- [Exercise requirements]:
[1] Reproduce the section of the awk idioms post below, starting with "Get syslog-owned log" and going on through "boring conference call.".
[2] Using the awk idioms post below, answer these questions:
(a) Which Twitter user posted the original pipeline?
(b) What came almost immediately after the author's lunch?
(c) In the author's Mac file, where does the first uncommented line send messages?
--- Start of Document segment ---
Awk Idioms: Shorten your pipelines, consolidate your tool set

I was lurking around on twitter during my lunch hour (yes, even freelancers need a lunch hour), and @bitprophet tweeted thusly:

Get syslog-owned log names from syslog.conf: grep -v “^#” syslog.conf | awk ‘{print $2}’ | egrep -v “^(\*|\|)” | sed “/^$/ d” | sed “s/^-//”

Followed by this:

(Interested to see if anyone can shorten my previous tweet’s command line, outside of using ‘cut’ instead of the awk bit.)

I happen to love puzzles like this, and my lunch was almost immediately followed by a long, boring conference call.

@bitprophet’s pipeline above is translated by my brain into the English:

Find non-commented lines, grab the second space-delimited field, then filter out the ones that start with “*” or “|”, then delete any blank lines, and strip any leading “-” from the result.

My brain usually attempts to think of the English version of the solution *first*, and then try to emulate that in the code/command I write. So, the issue here is we want to find file paths (and apparently sockets are ok, too, as “@” is a valid leading character in the initial definition of the problem). If it’s a file path, we want to see it in a form that would be suitable for passing it to something like “ls -l”, which means leading symbols like “-” and “|” should be omitted.

In a syslog.conf file, the main meat is the area where you specify the warning levels, and the file you want messages at that warning level sent to (this is a simplistic explanation, but good enough to understand the solution I came up with). The file is also littered with comments. Here’s the file on my Mac:

*.err;kern.*;auth.notice;authpriv,remoteauth,install.none;mail.crit        /dev/console
*.notice;authpriv,remoteauth,ftp,install.none;kern.debug;mail.crit    /var/log/system.log

# Send messages normally sent to the console also to the serial port.
# To stop messages from being sent out the serial port, comment out this line.
#*.err;kern.*;auth.notice;authpriv,remoteauth.none;mail.crit        /dev/tty.serial

# The authpriv log file should be restricted access; these
# messages shouldn't go to terminals or publically-readable
# files.
--- End of Document segment ---
--- Start of Data lines ---
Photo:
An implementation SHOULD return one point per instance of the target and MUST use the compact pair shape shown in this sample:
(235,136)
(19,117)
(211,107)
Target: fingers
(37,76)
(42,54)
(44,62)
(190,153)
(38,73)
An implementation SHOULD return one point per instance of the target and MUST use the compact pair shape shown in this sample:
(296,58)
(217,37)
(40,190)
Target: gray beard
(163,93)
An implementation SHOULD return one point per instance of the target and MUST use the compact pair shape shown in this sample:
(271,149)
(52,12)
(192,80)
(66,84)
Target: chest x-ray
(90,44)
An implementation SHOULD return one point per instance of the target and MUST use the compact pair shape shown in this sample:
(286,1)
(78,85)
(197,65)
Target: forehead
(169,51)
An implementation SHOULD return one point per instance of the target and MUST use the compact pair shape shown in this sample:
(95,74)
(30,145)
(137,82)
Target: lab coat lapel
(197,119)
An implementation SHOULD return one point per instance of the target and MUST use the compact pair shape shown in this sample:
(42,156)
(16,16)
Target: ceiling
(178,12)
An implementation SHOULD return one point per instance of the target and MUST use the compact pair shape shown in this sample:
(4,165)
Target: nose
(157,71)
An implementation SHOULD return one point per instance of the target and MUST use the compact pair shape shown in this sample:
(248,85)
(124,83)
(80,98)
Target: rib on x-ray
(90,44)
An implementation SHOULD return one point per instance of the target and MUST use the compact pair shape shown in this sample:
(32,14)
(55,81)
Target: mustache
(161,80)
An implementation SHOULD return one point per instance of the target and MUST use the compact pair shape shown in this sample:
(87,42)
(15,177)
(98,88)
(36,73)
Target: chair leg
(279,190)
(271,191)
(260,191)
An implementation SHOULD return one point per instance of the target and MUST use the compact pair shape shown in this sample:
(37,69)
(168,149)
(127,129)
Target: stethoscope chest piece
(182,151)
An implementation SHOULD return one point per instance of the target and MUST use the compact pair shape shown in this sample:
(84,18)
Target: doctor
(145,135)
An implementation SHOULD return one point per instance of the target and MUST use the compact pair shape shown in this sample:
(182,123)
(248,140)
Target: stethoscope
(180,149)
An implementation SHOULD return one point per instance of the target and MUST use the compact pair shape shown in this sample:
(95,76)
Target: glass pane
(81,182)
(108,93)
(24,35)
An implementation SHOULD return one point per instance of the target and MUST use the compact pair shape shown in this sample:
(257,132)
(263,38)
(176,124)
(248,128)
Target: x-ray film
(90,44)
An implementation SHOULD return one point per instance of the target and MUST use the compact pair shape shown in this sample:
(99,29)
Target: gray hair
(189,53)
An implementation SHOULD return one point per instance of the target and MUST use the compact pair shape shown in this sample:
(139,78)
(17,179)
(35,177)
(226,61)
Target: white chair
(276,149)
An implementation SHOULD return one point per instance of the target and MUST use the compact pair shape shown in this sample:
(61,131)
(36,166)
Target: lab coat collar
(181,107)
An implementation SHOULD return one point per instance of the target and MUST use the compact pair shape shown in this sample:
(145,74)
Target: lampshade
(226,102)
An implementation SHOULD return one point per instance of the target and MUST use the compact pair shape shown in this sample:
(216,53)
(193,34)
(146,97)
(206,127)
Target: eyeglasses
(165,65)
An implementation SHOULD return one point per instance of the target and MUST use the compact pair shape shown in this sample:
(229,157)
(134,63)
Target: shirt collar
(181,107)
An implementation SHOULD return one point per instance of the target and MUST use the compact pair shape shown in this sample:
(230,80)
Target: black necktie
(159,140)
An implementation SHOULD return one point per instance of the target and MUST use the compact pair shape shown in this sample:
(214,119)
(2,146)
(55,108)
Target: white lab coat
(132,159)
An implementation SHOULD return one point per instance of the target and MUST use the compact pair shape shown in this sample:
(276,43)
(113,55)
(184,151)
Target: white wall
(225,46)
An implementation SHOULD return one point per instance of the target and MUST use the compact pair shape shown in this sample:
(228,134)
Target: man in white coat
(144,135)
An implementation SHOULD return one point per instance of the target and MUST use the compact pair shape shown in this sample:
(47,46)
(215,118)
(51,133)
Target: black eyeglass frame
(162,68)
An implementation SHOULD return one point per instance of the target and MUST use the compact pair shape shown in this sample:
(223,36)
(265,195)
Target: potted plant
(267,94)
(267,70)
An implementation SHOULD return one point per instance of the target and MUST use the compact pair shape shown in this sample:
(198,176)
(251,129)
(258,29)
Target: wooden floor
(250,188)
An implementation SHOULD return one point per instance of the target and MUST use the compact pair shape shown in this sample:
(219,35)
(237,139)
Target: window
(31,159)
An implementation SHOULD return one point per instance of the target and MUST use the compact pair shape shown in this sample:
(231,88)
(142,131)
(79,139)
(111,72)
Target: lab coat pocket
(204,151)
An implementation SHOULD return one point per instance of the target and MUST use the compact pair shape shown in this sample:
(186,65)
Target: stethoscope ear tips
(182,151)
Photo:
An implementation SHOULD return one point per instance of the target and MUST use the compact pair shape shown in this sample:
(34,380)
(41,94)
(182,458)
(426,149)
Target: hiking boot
--- End of Data lines ---
- [Complete answers]:
[1]
Get syslog-owned log names from syslog.conf: grep -v “^#” syslog.conf | awk ‘{print $2}’ | egrep -v “^(\*|\|)” | sed “/^$/ d” | sed “s/^-//”

Followed by this:

(Interested to see if anyone can shorten my previous tweet’s command line, outside of using ‘cut’ instead of the awk bit.)

I happen to love puzzles like this, and my lunch was almost immediately followed by a long, boring conference call.

[2]
(a) @bitprophet
(b) A long, boring conference call.
(c) /dev/console